Put every line of the listing below into a Markdown table with two columns, Row and Listing line, numbering each row and omitting any blank lines.
------ PROVIDED MATERIAL
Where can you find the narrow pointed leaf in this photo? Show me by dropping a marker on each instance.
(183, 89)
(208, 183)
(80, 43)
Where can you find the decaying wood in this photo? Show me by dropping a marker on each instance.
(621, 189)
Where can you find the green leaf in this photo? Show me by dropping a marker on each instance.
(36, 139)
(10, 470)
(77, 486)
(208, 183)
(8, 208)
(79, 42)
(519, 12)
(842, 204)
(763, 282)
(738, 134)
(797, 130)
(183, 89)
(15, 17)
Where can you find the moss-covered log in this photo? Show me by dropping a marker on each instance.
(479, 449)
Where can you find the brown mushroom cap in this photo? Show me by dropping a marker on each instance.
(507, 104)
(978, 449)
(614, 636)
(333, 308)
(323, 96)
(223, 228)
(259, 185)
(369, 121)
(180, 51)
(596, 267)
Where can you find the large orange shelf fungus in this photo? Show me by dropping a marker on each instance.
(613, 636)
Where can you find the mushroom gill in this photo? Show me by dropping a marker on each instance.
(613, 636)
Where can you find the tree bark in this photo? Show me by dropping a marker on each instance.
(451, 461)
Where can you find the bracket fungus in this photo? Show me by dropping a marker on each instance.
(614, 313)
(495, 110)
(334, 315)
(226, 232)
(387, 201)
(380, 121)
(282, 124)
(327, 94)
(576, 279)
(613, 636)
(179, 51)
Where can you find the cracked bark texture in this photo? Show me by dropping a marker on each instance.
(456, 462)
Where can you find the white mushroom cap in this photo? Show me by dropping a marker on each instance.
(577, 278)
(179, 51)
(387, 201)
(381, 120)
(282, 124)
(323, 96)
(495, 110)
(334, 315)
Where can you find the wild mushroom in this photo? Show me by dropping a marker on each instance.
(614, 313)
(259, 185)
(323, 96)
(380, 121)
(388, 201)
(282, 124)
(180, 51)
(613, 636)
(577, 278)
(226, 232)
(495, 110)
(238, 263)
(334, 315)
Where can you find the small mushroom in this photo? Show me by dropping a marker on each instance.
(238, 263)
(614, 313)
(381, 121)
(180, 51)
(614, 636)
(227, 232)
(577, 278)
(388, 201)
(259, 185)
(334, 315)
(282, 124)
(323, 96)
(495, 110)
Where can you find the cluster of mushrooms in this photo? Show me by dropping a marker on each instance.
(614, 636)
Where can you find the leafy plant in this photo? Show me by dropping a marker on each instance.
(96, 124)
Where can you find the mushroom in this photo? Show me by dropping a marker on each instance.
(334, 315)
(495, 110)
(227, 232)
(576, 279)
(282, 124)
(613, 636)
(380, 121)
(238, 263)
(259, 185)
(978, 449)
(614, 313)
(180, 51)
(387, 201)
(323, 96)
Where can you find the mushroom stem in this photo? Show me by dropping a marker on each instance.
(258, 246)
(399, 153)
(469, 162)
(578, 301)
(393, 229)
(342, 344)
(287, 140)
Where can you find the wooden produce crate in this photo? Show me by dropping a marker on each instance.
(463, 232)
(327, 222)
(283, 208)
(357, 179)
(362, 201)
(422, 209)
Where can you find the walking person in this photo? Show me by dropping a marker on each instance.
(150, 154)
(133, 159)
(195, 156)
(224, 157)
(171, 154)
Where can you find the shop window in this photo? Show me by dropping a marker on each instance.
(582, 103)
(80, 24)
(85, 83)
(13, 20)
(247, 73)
------------
## [ANSWER TO THE PROBLEM]
| Row | Listing line |
|---|---|
| 1 | Where can you find the narrow pointed leaf in this photo? Show me by dropping a marker on each instance. |
| 2 | (183, 89) |
| 3 | (208, 183) |
| 4 | (80, 43) |
| 5 | Where can you find the decaying wood in this photo? Show me by dropping a marker on each instance. |
| 6 | (621, 189) |
| 7 | Where can you find the green leaf in this photo? Show me by dropping a marker on each instance. |
| 8 | (36, 139) |
| 9 | (10, 470) |
| 10 | (77, 486) |
| 11 | (208, 183) |
| 12 | (8, 208) |
| 13 | (79, 42) |
| 14 | (519, 12) |
| 15 | (842, 204) |
| 16 | (763, 282) |
| 17 | (738, 134) |
| 18 | (797, 130) |
| 19 | (183, 89) |
| 20 | (15, 17) |
| 21 | Where can you find the moss-covered log in this photo? Show me by dropping a marker on each instance. |
| 22 | (479, 449) |
| 23 | Where can you find the brown mushroom cap in this photo? Show me by dropping a marker on each instance. |
| 24 | (507, 104) |
| 25 | (978, 449) |
| 26 | (614, 636) |
| 27 | (333, 308) |
| 28 | (323, 96) |
| 29 | (223, 228) |
| 30 | (259, 185) |
| 31 | (369, 121) |
| 32 | (180, 51) |
| 33 | (596, 267) |
| 34 | Where can you find the large orange shelf fungus in this photo? Show me by dropping a marker on each instance. |
| 35 | (613, 636) |
| 36 | Where can you find the mushroom gill in this photo? Show me by dropping a marker on each instance. |
| 37 | (613, 636) |
| 38 | Where can you find the tree bark in this photo? Show me by dropping a marker on each instance. |
| 39 | (451, 461) |
| 40 | Where can you find the bracket fungus in this photo? Show me by dropping a marker on each instance. |
| 41 | (614, 313) |
| 42 | (495, 110) |
| 43 | (334, 315) |
| 44 | (226, 232) |
| 45 | (387, 201) |
| 46 | (380, 121) |
| 47 | (282, 124) |
| 48 | (327, 94) |
| 49 | (576, 279) |
| 50 | (613, 636) |
| 51 | (179, 51) |
| 52 | Where can you find the cracked bark texture in this photo? Show me by dropping a marker on each instance. |
| 53 | (456, 462) |
| 54 | Where can you find the white mushroom cap in this photo? Show me by dropping a marker on each instance. |
| 55 | (577, 278) |
| 56 | (179, 51) |
| 57 | (387, 201) |
| 58 | (381, 120) |
| 59 | (282, 124) |
| 60 | (323, 96) |
| 61 | (495, 110) |
| 62 | (334, 315) |
| 63 | Where can you find the wild mushroom in this photo? Show me by dropping a marker on each instance. |
| 64 | (614, 313) |
| 65 | (259, 185) |
| 66 | (323, 96) |
| 67 | (380, 121) |
| 68 | (388, 201) |
| 69 | (282, 124) |
| 70 | (180, 51) |
| 71 | (613, 636) |
| 72 | (577, 278) |
| 73 | (226, 232) |
| 74 | (495, 110) |
| 75 | (238, 263) |
| 76 | (334, 315) |
| 77 | Where can you find the small mushroom in this photo? Show me by dropping a marker on each instance. |
| 78 | (238, 263) |
| 79 | (614, 313) |
| 80 | (381, 121) |
| 81 | (180, 51) |
| 82 | (614, 636) |
| 83 | (227, 232) |
| 84 | (577, 278) |
| 85 | (388, 201) |
| 86 | (259, 185) |
| 87 | (334, 315) |
| 88 | (282, 124) |
| 89 | (323, 96) |
| 90 | (495, 110) |
| 91 | Where can you find the cluster of mushrooms in this photo? Show me by dropping a marker on each instance. |
| 92 | (614, 636) |
| 93 | Where can you find the leafy plant in this photo? Show me by dropping a marker on each instance. |
| 94 | (96, 124) |
| 95 | Where can you find the mushroom in this photo? Show me by dropping a marker on each instance. |
| 96 | (334, 315) |
| 97 | (495, 110) |
| 98 | (227, 232) |
| 99 | (576, 279) |
| 100 | (282, 124) |
| 101 | (613, 636) |
| 102 | (380, 121) |
| 103 | (238, 263) |
| 104 | (259, 185) |
| 105 | (978, 449) |
| 106 | (614, 313) |
| 107 | (180, 51) |
| 108 | (387, 201) |
| 109 | (323, 96) |
| 110 | Where can you find the mushroom stem in this photo? Show me by dropping a marker on each instance. |
| 111 | (258, 246) |
| 112 | (399, 153) |
| 113 | (469, 162) |
| 114 | (578, 301) |
| 115 | (393, 229) |
| 116 | (342, 344) |
| 117 | (287, 140) |
| 118 | Where can you find the wooden produce crate in this photo? Show me by dropping a marker on each instance. |
| 119 | (463, 232) |
| 120 | (327, 222) |
| 121 | (283, 208) |
| 122 | (357, 179) |
| 123 | (362, 201) |
| 124 | (422, 209) |
| 125 | Where can you find the walking person in this photo? Show me by dropping a marker on each instance. |
| 126 | (150, 154) |
| 127 | (133, 159) |
| 128 | (195, 156) |
| 129 | (224, 157) |
| 130 | (171, 154) |
| 131 | Where can you find the shop window in this photo? Show me by dropping a marker on each instance. |
| 132 | (582, 103) |
| 133 | (80, 24) |
| 134 | (85, 83) |
| 135 | (13, 20) |
| 136 | (247, 73) |